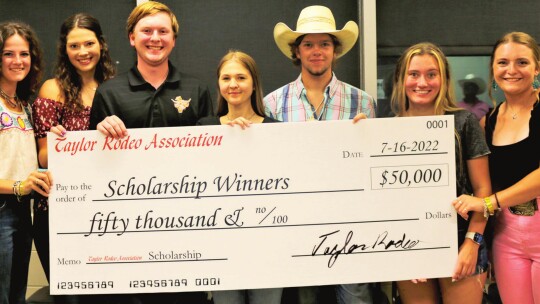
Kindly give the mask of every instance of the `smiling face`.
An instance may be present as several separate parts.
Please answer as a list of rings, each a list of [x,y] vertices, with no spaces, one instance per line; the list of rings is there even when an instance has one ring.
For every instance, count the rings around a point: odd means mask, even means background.
[[[234,59],[225,62],[219,73],[219,92],[229,107],[251,105],[253,78],[249,70]]]
[[[66,53],[77,73],[93,75],[101,58],[101,45],[94,32],[74,28],[67,35]]]
[[[411,109],[434,108],[441,89],[441,73],[432,55],[416,55],[405,76],[405,93]]]
[[[334,42],[329,34],[307,34],[296,51],[300,59],[302,73],[323,76],[332,73],[332,64],[336,57]]]
[[[171,17],[160,12],[142,18],[129,34],[129,42],[137,51],[138,64],[150,67],[167,64],[175,45]]]
[[[508,95],[529,94],[538,76],[538,63],[526,45],[509,42],[499,45],[493,58],[493,78]]]
[[[32,60],[28,41],[18,34],[10,36],[2,50],[2,74],[0,81],[16,84],[30,72]]]

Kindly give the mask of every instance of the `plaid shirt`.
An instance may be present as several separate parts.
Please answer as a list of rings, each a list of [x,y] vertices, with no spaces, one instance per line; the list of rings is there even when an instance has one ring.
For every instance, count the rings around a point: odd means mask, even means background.
[[[307,99],[302,75],[295,81],[268,94],[264,98],[266,115],[283,122],[312,120],[347,120],[358,113],[375,117],[375,101],[366,92],[339,81],[332,73],[332,80],[324,92],[324,106],[317,116]]]

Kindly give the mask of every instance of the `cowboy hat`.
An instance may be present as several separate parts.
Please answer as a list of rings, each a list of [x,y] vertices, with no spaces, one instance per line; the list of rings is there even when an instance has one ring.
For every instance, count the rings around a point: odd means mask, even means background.
[[[472,82],[478,86],[478,94],[482,94],[486,91],[486,82],[480,77],[476,77],[474,74],[468,74],[465,79],[458,80],[459,85],[463,88],[463,85],[467,82]]]
[[[336,21],[329,8],[313,5],[304,8],[298,16],[296,31],[291,30],[285,23],[279,22],[274,27],[274,40],[279,50],[287,57],[292,58],[291,47],[296,38],[305,34],[332,34],[341,42],[342,52],[338,58],[352,49],[358,39],[358,25],[349,21],[343,29],[336,30]]]

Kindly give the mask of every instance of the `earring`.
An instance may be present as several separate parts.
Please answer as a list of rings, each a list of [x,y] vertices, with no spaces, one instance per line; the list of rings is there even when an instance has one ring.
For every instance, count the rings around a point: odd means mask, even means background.
[[[491,87],[493,88],[493,90],[497,91],[497,83],[495,82],[495,79],[491,81]]]
[[[540,81],[538,81],[538,79],[535,77],[533,81],[533,89],[536,90],[538,88],[540,88]]]

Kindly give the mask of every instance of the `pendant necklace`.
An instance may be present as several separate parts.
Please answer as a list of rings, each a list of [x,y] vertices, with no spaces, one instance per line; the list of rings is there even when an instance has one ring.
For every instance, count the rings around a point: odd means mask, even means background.
[[[15,94],[15,96],[9,96],[0,88],[0,97],[4,98],[4,100],[7,101],[13,108],[17,108],[19,106],[19,97],[17,97],[17,94]]]

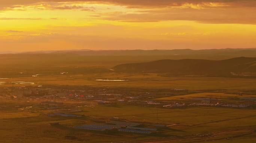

====

§ To do
Pick out each line of the material that contains the word "Kindly", and copy those lines.

§ Reply
Kindly give the mask of every instance of the `smiling face`.
Kindly give the mask of every instance of the `plaid shirt`.
Kindly give the mask of every instance of the `cowboy hat`.
Kindly give the mask of every instance of the `earring`.
Kindly give the mask of every instance of the `pendant necklace`.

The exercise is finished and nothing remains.